Stated task
Convert every line of the records below into a JSON list of strings, one string per line, leaving out any blank lines.

Excerpts from point annotation data:
┌──

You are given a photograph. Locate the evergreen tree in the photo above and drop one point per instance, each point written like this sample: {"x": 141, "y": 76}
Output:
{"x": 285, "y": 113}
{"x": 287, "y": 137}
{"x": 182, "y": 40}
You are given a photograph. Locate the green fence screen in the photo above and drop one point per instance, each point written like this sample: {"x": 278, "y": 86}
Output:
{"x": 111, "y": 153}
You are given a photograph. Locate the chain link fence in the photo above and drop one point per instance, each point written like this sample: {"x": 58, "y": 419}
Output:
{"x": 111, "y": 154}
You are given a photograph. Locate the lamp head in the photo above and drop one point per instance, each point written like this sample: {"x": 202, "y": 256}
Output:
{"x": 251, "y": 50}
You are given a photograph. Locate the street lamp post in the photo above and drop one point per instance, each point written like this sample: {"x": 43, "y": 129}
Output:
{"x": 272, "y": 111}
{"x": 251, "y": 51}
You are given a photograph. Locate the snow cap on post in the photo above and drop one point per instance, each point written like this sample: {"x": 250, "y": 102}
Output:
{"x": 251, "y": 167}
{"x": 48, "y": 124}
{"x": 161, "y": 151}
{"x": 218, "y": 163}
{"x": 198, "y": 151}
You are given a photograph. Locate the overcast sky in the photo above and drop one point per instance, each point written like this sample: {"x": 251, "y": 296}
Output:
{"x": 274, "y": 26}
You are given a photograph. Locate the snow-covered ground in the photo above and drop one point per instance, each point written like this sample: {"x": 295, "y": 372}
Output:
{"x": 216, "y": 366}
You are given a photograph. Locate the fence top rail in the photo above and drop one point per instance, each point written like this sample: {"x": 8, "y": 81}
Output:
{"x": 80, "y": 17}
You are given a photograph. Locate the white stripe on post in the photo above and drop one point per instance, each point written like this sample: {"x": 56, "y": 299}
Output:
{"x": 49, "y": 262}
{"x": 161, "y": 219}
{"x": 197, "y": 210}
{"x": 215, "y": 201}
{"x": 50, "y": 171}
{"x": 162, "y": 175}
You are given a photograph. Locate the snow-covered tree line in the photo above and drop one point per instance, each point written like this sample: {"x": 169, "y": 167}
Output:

└──

Response below
[
  "You are given a photograph. Locate the evergreen tree in the photo above and drop one point per instance, each point written like this sample: {\"x\": 141, \"y\": 76}",
  "Output:",
  "{\"x\": 285, \"y\": 113}",
  "{\"x\": 287, \"y\": 137}",
  "{\"x\": 182, \"y\": 40}",
  "You are given a photograph. Locate the green fence screen in the photo above and drop one point per instance, each point written like this sample: {\"x\": 278, \"y\": 86}",
  "Output:",
  "{\"x\": 111, \"y\": 153}",
  "You are given a photograph. Locate the chain link fence in the photo above and drop one point per instance, each point written like this sample: {\"x\": 58, \"y\": 419}",
  "Output:",
  "{\"x\": 111, \"y\": 154}",
  "You are given a photograph. Locate the lamp head in the photo above and drop one point per instance, each point written like this sample: {\"x\": 202, \"y\": 256}",
  "Output:",
  "{\"x\": 251, \"y\": 50}",
  "You are given a photograph. Locate the street lamp post in the photo above and drop one point per instance, each point written like this sample: {\"x\": 43, \"y\": 129}",
  "Output:",
  "{\"x\": 272, \"y\": 111}",
  "{\"x\": 251, \"y\": 51}",
  "You are given a photograph. Locate the snow cap on post in the photo above and drop one point per instance, each point written like this sample: {\"x\": 250, \"y\": 102}",
  "Output:",
  "{\"x\": 251, \"y\": 167}",
  "{\"x\": 48, \"y\": 124}",
  "{\"x\": 161, \"y\": 151}",
  "{\"x\": 218, \"y\": 163}",
  "{\"x\": 198, \"y\": 151}",
  "You are given a photograph. Locate the overcast sky in the photo above and drop one point per instance, each point written like this sample: {\"x\": 251, \"y\": 296}",
  "Output:",
  "{\"x\": 274, \"y\": 26}",
  "You are given a photograph. Locate the snow-covered ground in the photo above and drop one point per instance, each point written like this sample: {\"x\": 295, \"y\": 372}",
  "Output:",
  "{\"x\": 216, \"y\": 366}",
  "You are given a photograph. Locate the fence top rail in the photo above and drop one point per instance, each point written like this sample: {\"x\": 8, \"y\": 81}",
  "Output:",
  "{\"x\": 80, \"y\": 17}",
  "You are given a photograph. Locate the white stripe on post in the photo above and drop one point per instance, each point written like this sample: {\"x\": 56, \"y\": 299}",
  "Output:",
  "{\"x\": 49, \"y\": 262}",
  "{\"x\": 161, \"y\": 219}",
  "{\"x\": 197, \"y\": 210}",
  "{\"x\": 215, \"y\": 201}",
  "{\"x\": 50, \"y\": 171}",
  "{\"x\": 162, \"y\": 175}",
  "You are given a photograph. Locate the snow-covered tree line in the photo above and drop one point per instance, each point written like this sample: {\"x\": 169, \"y\": 167}",
  "Output:"
]